Supplied data:
'''

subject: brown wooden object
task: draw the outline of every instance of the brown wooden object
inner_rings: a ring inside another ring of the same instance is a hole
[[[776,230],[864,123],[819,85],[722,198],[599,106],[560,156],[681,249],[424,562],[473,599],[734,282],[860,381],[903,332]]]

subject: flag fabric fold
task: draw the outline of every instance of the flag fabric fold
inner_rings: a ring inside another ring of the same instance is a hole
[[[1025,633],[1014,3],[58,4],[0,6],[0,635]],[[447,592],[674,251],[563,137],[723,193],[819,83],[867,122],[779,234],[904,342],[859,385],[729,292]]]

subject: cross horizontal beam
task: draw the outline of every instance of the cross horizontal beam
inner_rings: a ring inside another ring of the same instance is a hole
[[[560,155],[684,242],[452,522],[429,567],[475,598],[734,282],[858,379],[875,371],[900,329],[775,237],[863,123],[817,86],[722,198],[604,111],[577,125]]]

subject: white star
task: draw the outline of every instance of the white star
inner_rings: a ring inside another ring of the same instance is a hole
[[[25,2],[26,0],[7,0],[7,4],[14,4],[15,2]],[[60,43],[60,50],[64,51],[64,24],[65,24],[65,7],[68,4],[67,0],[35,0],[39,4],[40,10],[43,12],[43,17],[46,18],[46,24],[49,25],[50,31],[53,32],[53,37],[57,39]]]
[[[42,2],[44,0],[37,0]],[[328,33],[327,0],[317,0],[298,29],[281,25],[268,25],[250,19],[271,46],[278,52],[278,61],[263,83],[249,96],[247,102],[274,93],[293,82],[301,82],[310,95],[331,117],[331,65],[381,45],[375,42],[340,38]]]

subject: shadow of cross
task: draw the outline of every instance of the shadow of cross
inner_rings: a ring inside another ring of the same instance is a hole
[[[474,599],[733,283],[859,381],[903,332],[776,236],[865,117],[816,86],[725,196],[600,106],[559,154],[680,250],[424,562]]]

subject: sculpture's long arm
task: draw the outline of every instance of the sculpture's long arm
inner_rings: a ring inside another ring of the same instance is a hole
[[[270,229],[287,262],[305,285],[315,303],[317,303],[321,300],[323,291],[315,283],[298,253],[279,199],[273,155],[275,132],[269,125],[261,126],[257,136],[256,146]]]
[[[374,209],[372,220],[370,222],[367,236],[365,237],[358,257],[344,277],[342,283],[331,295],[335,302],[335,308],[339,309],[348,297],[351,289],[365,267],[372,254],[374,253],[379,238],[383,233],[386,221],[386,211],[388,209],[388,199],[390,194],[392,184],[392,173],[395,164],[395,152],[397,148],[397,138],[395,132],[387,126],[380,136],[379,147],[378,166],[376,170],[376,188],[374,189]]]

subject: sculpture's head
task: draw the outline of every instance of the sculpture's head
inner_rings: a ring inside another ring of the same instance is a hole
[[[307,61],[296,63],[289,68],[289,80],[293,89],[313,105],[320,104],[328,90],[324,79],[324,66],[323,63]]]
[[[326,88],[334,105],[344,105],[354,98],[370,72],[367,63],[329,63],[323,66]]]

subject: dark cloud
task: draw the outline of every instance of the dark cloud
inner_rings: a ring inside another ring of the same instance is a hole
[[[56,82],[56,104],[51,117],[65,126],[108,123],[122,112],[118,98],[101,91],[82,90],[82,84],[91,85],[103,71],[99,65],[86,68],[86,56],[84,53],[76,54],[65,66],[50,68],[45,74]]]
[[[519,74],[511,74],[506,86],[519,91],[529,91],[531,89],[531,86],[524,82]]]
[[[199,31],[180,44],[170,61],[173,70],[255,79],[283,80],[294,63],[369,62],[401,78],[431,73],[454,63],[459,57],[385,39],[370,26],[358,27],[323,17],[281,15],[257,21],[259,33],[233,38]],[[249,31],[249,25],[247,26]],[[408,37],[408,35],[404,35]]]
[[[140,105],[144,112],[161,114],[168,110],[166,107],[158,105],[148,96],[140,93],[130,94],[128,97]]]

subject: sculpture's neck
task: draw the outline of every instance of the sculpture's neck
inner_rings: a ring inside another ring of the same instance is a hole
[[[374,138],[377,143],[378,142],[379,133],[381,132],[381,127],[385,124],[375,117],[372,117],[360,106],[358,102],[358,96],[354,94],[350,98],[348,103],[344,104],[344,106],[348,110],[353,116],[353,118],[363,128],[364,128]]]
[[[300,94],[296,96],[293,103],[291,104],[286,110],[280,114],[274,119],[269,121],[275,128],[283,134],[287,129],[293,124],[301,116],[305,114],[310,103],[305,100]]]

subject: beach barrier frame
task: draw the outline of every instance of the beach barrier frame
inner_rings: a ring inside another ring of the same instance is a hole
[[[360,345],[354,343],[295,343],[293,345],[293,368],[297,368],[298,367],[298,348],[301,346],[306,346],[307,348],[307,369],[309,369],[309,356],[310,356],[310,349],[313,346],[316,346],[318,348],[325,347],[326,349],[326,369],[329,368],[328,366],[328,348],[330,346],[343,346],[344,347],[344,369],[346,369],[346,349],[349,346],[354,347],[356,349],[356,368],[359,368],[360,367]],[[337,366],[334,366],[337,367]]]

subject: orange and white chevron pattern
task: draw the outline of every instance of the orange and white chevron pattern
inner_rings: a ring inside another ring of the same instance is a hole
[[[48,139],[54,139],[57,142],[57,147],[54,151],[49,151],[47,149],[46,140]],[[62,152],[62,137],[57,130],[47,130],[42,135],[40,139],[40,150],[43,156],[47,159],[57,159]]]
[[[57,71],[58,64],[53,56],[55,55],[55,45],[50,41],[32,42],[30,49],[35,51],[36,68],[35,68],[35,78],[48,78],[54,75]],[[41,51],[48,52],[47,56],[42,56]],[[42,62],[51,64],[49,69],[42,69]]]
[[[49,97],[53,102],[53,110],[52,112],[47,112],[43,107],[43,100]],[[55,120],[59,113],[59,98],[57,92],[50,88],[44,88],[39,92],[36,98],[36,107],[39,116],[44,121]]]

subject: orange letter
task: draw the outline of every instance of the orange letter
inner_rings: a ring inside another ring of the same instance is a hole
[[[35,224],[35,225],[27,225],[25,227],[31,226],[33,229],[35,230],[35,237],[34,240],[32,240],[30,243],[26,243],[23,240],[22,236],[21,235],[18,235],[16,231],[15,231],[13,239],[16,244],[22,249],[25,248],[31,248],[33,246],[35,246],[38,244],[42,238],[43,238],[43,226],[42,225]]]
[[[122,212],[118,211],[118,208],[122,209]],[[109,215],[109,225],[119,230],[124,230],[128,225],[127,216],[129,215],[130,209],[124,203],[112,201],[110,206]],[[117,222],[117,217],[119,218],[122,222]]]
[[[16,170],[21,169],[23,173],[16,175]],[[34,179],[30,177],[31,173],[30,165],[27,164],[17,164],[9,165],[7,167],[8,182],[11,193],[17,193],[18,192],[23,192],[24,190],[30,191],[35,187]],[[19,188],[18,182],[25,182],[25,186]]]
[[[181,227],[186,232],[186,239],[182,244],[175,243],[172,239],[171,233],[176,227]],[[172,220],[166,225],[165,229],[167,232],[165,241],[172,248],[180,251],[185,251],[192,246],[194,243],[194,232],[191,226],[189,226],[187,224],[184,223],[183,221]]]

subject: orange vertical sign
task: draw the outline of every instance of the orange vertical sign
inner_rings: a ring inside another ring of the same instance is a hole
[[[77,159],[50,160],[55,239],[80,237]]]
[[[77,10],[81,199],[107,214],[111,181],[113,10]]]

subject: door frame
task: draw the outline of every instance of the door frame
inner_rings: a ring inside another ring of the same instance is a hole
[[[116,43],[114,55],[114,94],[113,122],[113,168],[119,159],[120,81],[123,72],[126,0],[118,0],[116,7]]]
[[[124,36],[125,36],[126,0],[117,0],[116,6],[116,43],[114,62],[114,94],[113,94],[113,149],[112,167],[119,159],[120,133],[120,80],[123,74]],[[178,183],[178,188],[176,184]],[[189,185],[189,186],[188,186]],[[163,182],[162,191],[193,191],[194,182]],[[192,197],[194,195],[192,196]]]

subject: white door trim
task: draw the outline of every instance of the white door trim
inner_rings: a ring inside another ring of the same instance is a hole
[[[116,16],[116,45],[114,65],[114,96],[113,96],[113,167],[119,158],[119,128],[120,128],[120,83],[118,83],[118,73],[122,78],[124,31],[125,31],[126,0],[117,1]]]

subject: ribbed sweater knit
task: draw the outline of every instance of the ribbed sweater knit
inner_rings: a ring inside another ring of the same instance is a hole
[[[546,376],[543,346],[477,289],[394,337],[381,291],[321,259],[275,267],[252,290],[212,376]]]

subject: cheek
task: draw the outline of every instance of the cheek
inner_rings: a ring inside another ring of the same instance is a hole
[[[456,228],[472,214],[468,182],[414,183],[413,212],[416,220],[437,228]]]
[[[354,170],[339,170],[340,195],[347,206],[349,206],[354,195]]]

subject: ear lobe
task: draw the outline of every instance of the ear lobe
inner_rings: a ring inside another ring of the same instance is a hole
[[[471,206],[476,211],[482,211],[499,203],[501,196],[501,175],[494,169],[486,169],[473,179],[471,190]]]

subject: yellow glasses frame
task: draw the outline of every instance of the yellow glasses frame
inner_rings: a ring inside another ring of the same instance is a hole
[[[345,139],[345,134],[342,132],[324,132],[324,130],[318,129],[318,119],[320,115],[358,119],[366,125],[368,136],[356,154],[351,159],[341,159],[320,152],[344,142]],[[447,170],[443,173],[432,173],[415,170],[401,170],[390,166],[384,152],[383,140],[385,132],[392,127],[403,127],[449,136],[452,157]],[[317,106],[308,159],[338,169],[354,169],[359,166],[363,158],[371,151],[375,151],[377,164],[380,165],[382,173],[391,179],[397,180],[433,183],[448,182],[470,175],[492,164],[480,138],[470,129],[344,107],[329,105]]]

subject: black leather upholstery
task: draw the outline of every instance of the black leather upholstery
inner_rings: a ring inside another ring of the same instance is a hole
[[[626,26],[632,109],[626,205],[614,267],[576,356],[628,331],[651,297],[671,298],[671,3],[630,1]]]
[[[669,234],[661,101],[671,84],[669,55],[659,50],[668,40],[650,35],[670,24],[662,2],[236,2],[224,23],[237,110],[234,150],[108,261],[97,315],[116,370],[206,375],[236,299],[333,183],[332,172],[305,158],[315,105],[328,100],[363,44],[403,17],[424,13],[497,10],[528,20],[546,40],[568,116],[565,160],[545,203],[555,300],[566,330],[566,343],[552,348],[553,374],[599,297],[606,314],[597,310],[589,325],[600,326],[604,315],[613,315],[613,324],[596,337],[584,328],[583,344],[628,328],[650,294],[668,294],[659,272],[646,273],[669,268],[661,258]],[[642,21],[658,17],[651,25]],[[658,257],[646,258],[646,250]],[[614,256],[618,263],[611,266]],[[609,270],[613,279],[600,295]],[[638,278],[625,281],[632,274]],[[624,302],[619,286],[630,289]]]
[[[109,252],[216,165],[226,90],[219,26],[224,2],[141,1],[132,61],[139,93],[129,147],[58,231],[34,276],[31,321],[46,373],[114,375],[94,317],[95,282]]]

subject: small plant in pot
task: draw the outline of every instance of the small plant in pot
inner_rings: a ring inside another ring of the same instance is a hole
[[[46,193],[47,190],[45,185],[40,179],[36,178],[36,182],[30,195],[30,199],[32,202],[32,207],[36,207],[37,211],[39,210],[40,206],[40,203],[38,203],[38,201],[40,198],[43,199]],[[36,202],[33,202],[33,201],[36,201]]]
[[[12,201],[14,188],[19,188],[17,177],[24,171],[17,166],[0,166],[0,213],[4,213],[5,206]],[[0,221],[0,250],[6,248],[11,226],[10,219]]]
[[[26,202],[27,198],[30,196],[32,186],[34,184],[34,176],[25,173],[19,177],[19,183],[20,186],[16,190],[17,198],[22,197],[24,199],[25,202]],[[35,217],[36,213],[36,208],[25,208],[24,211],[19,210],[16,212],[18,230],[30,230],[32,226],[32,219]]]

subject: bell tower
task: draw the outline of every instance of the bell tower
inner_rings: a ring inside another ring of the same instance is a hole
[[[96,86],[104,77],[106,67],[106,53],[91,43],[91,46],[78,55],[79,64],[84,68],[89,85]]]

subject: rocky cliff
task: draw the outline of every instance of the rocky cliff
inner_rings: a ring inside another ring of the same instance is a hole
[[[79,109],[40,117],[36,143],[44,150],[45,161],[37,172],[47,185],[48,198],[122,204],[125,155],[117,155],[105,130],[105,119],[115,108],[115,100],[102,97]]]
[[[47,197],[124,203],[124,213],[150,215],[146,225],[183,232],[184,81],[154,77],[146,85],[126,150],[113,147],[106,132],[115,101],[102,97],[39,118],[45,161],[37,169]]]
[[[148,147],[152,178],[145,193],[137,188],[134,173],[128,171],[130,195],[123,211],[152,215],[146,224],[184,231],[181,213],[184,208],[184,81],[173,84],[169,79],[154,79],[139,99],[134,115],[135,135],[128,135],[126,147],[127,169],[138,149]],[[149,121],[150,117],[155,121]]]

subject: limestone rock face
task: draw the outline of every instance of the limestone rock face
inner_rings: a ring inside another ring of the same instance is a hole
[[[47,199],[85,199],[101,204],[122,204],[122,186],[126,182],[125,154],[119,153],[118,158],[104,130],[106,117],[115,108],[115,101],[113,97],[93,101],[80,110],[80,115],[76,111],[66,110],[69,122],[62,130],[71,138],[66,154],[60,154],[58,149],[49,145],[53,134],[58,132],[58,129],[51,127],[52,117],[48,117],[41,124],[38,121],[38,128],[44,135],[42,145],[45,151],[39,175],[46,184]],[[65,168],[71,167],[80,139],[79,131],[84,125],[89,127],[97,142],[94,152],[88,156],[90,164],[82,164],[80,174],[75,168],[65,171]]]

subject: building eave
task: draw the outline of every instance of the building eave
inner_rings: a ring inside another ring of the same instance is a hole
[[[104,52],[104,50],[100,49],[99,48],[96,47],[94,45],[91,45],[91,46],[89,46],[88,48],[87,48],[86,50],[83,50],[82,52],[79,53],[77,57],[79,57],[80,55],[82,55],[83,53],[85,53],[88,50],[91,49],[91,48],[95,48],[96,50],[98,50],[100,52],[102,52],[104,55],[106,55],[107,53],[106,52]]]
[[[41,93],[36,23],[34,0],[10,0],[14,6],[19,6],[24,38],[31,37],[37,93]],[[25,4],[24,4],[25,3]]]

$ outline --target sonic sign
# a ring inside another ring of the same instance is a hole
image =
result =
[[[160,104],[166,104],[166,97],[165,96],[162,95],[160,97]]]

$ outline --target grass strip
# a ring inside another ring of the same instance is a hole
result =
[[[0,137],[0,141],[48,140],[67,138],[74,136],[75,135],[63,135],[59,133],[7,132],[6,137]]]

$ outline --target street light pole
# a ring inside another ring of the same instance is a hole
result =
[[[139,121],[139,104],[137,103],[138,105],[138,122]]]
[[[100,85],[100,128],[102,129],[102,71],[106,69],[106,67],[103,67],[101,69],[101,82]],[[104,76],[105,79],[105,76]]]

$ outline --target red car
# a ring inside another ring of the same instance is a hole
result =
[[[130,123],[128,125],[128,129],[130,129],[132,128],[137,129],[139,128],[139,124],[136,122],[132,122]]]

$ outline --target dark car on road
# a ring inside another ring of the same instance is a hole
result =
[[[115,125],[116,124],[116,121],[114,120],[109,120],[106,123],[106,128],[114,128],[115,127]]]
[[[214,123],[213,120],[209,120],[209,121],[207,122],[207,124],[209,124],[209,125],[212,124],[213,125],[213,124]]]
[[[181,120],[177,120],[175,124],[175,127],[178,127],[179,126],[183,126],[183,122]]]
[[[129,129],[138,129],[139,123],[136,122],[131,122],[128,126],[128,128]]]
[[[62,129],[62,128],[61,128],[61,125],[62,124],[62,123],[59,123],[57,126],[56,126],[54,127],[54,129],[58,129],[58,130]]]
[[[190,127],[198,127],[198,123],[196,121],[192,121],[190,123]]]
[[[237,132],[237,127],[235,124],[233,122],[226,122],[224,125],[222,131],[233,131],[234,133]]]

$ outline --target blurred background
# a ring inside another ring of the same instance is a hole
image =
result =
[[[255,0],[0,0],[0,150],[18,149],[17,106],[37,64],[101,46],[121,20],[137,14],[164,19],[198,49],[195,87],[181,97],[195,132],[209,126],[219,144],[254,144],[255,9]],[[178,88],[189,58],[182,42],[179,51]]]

'''

Take the lines from the one containing "--target sonic sign" to the last line of the material above and write them out exactly.

Final result:
$ outline --target sonic sign
# a ring inside another ring of the same instance is a hole
image =
result =
[[[160,104],[166,104],[166,97],[165,96],[162,95],[160,97]]]

$ outline --target grass strip
# a ring inside another ring of the same instance is a hole
result =
[[[0,137],[0,141],[48,140],[67,138],[74,136],[75,135],[63,135],[59,133],[7,132],[6,137]]]

$ outline --target street light pole
# a ring inside another ring of the same instance is a hole
result =
[[[139,121],[139,104],[137,103],[138,105],[138,122]]]
[[[100,85],[100,128],[102,129],[102,71],[106,69],[106,67],[103,67],[101,69],[101,82]],[[104,76],[105,79],[105,76]]]

$ outline --target red car
# a ring inside another ring of the same instance is a hole
result =
[[[130,123],[128,125],[128,129],[130,129],[132,128],[137,129],[139,128],[139,124],[136,122],[132,122]]]

$ outline --target dark car on road
# a ring inside another ring of the same instance is a hole
result =
[[[115,125],[116,124],[116,121],[114,120],[109,120],[106,123],[106,128],[114,128],[115,127]]]
[[[214,123],[213,120],[209,120],[209,121],[207,122],[207,124],[209,124],[209,125],[212,124],[213,125],[213,124]]]
[[[181,120],[177,120],[175,124],[175,127],[178,127],[179,126],[183,126],[183,122]]]
[[[129,129],[138,129],[139,123],[136,122],[131,122],[128,126],[128,128]]]
[[[62,129],[62,128],[61,128],[61,125],[62,124],[62,123],[59,123],[57,126],[56,126],[54,127],[54,129],[58,129],[58,130]]]
[[[190,127],[198,127],[198,123],[196,121],[192,121],[190,123]]]
[[[237,132],[237,127],[235,124],[233,122],[226,122],[224,125],[222,131],[233,131],[234,133]]]

$ outline --target blurred background
# a ring inside another ring of the same instance is a hole
image =
result =
[[[255,0],[0,0],[0,150],[18,149],[17,106],[37,64],[101,46],[121,20],[137,14],[164,19],[198,49],[195,87],[181,97],[195,132],[209,126],[219,144],[254,144],[255,9]],[[178,88],[189,58],[182,42],[179,51]]]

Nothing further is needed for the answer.